Work to complete: Quote the entries from their start through the line that contains "top-left (1180, 452), bottom-right", both ends inclusive, leaving the pictures out of your answer.

-=-=-=-=-

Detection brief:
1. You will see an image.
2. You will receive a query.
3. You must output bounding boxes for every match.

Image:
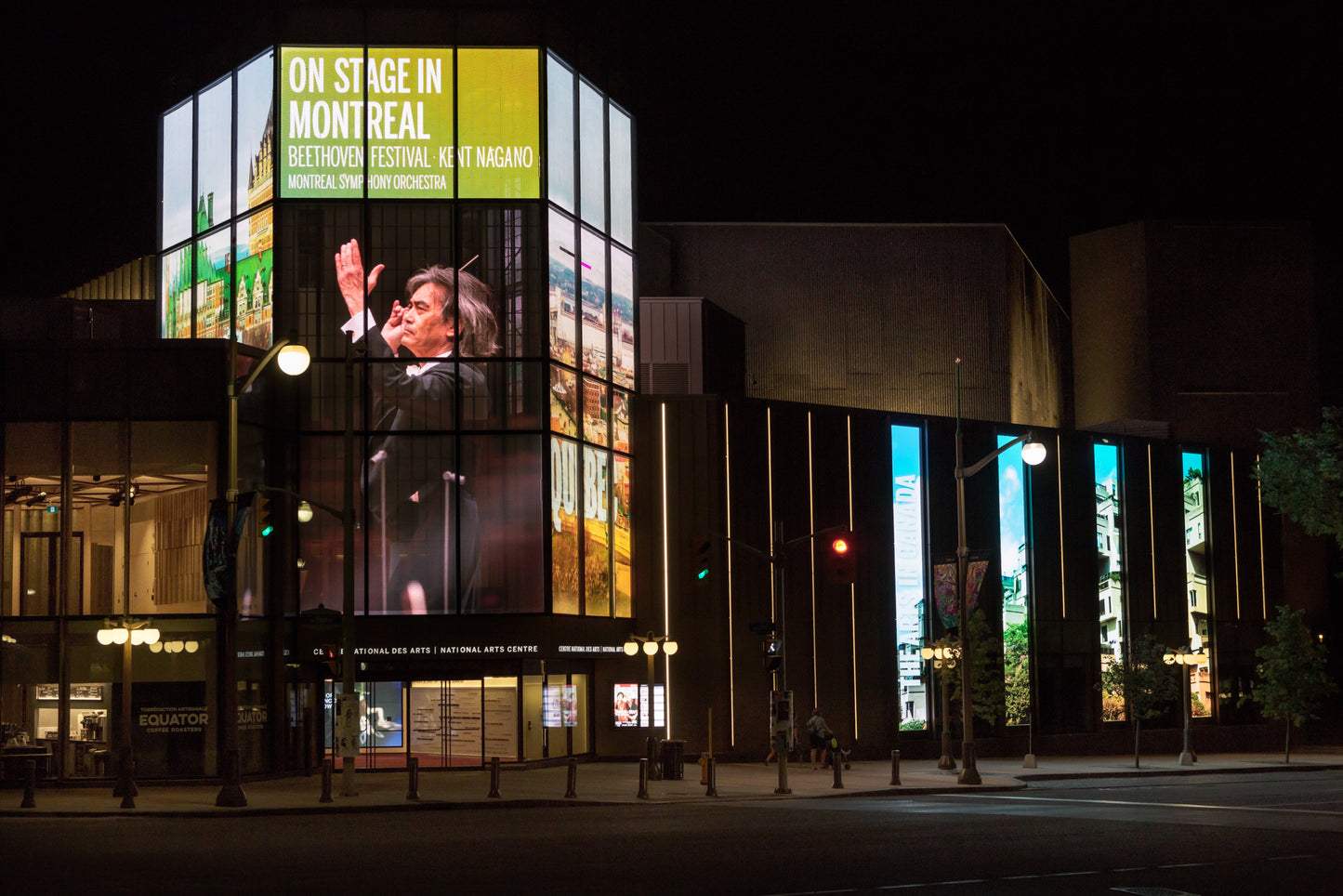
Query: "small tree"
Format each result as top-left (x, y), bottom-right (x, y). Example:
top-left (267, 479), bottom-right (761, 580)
top-left (1098, 636), bottom-right (1179, 769)
top-left (1257, 407), bottom-right (1343, 547)
top-left (1241, 607), bottom-right (1337, 764)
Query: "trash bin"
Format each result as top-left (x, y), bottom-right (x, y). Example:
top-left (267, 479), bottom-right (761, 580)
top-left (662, 740), bottom-right (685, 781)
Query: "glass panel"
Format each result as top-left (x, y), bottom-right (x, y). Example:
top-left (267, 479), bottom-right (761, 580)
top-left (583, 376), bottom-right (610, 447)
top-left (233, 207), bottom-right (275, 349)
top-left (159, 99), bottom-right (196, 247)
top-left (579, 81), bottom-right (606, 231)
top-left (233, 49), bottom-right (275, 214)
top-left (998, 435), bottom-right (1030, 725)
top-left (1095, 444), bottom-right (1126, 721)
top-left (196, 227), bottom-right (232, 338)
top-left (611, 245), bottom-right (634, 389)
top-left (549, 209), bottom-right (577, 367)
top-left (580, 230), bottom-right (610, 379)
top-left (159, 245), bottom-right (192, 338)
top-left (583, 444), bottom-right (611, 616)
top-left (550, 437), bottom-right (579, 613)
top-left (449, 47), bottom-right (541, 199)
top-left (607, 106), bottom-right (634, 245)
top-left (546, 57), bottom-right (573, 214)
top-left (464, 435), bottom-right (546, 613)
top-left (890, 425), bottom-right (928, 728)
top-left (612, 455), bottom-right (634, 616)
top-left (196, 76), bottom-right (233, 233)
top-left (1180, 452), bottom-right (1213, 716)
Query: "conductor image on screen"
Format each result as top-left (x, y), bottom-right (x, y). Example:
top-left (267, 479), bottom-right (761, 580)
top-left (336, 239), bottom-right (498, 613)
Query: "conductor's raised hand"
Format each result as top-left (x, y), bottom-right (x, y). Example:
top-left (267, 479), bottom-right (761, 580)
top-left (336, 239), bottom-right (383, 317)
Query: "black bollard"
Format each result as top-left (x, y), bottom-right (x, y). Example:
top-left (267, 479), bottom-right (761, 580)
top-left (318, 757), bottom-right (336, 803)
top-left (19, 759), bottom-right (37, 809)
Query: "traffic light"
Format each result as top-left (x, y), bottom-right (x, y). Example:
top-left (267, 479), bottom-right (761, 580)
top-left (257, 494), bottom-right (275, 539)
top-left (691, 532), bottom-right (713, 582)
top-left (763, 639), bottom-right (783, 672)
top-left (826, 531), bottom-right (858, 585)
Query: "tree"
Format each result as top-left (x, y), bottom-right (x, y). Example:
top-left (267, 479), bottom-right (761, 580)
top-left (1257, 407), bottom-right (1343, 548)
top-left (1003, 622), bottom-right (1030, 725)
top-left (1096, 636), bottom-right (1180, 769)
top-left (1241, 607), bottom-right (1337, 764)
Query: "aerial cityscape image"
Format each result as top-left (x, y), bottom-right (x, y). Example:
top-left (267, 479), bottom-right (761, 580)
top-left (0, 0), bottom-right (1343, 896)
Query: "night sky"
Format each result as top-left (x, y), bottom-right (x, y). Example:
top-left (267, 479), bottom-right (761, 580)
top-left (0, 0), bottom-right (1343, 311)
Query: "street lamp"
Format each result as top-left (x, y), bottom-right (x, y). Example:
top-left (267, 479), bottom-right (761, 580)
top-left (918, 639), bottom-right (960, 771)
top-left (98, 616), bottom-right (159, 809)
top-left (956, 357), bottom-right (1045, 784)
top-left (1162, 636), bottom-right (1207, 766)
top-left (215, 338), bottom-right (309, 806)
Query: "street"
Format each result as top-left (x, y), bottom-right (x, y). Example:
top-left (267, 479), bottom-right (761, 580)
top-left (0, 771), bottom-right (1343, 896)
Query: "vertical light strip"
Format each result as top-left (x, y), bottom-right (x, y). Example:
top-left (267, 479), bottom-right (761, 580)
top-left (1147, 441), bottom-right (1156, 619)
top-left (1054, 435), bottom-right (1068, 619)
top-left (843, 414), bottom-right (854, 740)
top-left (722, 402), bottom-right (737, 747)
top-left (660, 402), bottom-right (672, 740)
top-left (807, 411), bottom-right (821, 706)
top-left (1255, 455), bottom-right (1268, 619)
top-left (764, 407), bottom-right (779, 620)
top-left (1231, 452), bottom-right (1241, 619)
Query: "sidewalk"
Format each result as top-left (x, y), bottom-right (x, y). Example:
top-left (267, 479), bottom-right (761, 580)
top-left (0, 749), bottom-right (1343, 817)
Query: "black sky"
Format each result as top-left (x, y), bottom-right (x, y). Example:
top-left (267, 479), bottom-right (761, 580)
top-left (3, 0), bottom-right (1343, 305)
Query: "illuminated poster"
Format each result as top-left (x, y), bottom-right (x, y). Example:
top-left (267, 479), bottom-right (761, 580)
top-left (280, 47), bottom-right (456, 199)
top-left (550, 437), bottom-right (579, 613)
top-left (890, 425), bottom-right (928, 723)
top-left (549, 209), bottom-right (577, 367)
top-left (196, 76), bottom-right (233, 233)
top-left (159, 245), bottom-right (192, 338)
top-left (159, 99), bottom-right (196, 251)
top-left (611, 245), bottom-right (634, 389)
top-left (615, 684), bottom-right (642, 728)
top-left (611, 455), bottom-right (634, 616)
top-left (582, 229), bottom-right (607, 377)
top-left (583, 444), bottom-right (611, 616)
top-left (998, 435), bottom-right (1030, 725)
top-left (459, 47), bottom-right (541, 199)
top-left (233, 207), bottom-right (275, 348)
top-left (196, 227), bottom-right (232, 338)
top-left (233, 51), bottom-right (275, 212)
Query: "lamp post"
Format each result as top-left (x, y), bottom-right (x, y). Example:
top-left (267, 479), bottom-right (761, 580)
top-left (1162, 636), bottom-right (1207, 766)
top-left (918, 639), bottom-right (960, 771)
top-left (98, 616), bottom-right (159, 809)
top-left (215, 338), bottom-right (309, 806)
top-left (956, 357), bottom-right (1045, 784)
top-left (625, 631), bottom-right (681, 728)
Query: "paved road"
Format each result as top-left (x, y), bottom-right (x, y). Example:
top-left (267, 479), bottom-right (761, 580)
top-left (0, 771), bottom-right (1343, 896)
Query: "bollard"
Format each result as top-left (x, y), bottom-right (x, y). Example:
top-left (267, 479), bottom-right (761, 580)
top-left (19, 759), bottom-right (37, 809)
top-left (318, 757), bottom-right (336, 803)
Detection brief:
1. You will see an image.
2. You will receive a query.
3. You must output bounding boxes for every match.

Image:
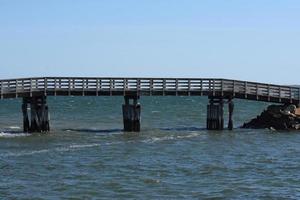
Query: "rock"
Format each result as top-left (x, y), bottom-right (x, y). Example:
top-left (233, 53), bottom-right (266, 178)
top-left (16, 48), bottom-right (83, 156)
top-left (242, 105), bottom-right (300, 130)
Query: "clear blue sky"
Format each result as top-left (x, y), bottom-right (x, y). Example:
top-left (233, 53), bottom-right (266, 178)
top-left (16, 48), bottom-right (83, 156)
top-left (0, 0), bottom-right (300, 84)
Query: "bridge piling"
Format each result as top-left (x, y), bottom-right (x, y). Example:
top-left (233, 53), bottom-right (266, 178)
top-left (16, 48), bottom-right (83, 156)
top-left (206, 97), bottom-right (224, 130)
top-left (22, 96), bottom-right (50, 132)
top-left (122, 96), bottom-right (141, 132)
top-left (228, 97), bottom-right (234, 130)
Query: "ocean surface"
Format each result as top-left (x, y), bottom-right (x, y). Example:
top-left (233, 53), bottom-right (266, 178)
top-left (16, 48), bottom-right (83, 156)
top-left (0, 97), bottom-right (300, 199)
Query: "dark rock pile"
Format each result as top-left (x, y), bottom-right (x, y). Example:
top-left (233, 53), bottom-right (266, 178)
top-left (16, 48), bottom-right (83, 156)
top-left (242, 105), bottom-right (300, 130)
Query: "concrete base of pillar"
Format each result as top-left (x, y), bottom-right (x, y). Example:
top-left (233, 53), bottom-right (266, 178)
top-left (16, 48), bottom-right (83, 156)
top-left (206, 99), bottom-right (224, 130)
top-left (22, 96), bottom-right (50, 132)
top-left (122, 96), bottom-right (141, 132)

-=-=-=-=-

Task response:
Detection brief:
1. You will see an image.
2. You will receive a query.
3. You must output bounding boxes for every match.

Image:
Query: "small tree"
Format each result as top-left (x, y), bottom-right (x, y). Example:
top-left (267, 479), bottom-right (761, 580)
top-left (1098, 636), bottom-right (1179, 769)
top-left (1257, 407), bottom-right (1343, 547)
top-left (1241, 607), bottom-right (1337, 764)
Query: "trash bin"
Format each result as top-left (x, y), bottom-right (x, y). Example:
top-left (267, 479), bottom-right (761, 580)
top-left (662, 740), bottom-right (685, 781)
Query: "glass panel"
Format each result as top-left (x, y), bottom-right (x, y). Example:
top-left (267, 479), bottom-right (761, 580)
top-left (583, 376), bottom-right (610, 447)
top-left (233, 207), bottom-right (275, 349)
top-left (159, 99), bottom-right (196, 247)
top-left (579, 81), bottom-right (606, 231)
top-left (233, 49), bottom-right (275, 214)
top-left (998, 435), bottom-right (1030, 725)
top-left (1095, 444), bottom-right (1126, 721)
top-left (196, 227), bottom-right (232, 338)
top-left (611, 245), bottom-right (634, 389)
top-left (549, 209), bottom-right (577, 367)
top-left (580, 230), bottom-right (610, 379)
top-left (159, 245), bottom-right (192, 338)
top-left (583, 444), bottom-right (611, 616)
top-left (550, 437), bottom-right (579, 613)
top-left (449, 47), bottom-right (541, 199)
top-left (607, 106), bottom-right (634, 245)
top-left (546, 57), bottom-right (573, 214)
top-left (464, 435), bottom-right (546, 613)
top-left (890, 425), bottom-right (928, 728)
top-left (612, 455), bottom-right (634, 616)
top-left (196, 76), bottom-right (233, 233)
top-left (1180, 452), bottom-right (1213, 716)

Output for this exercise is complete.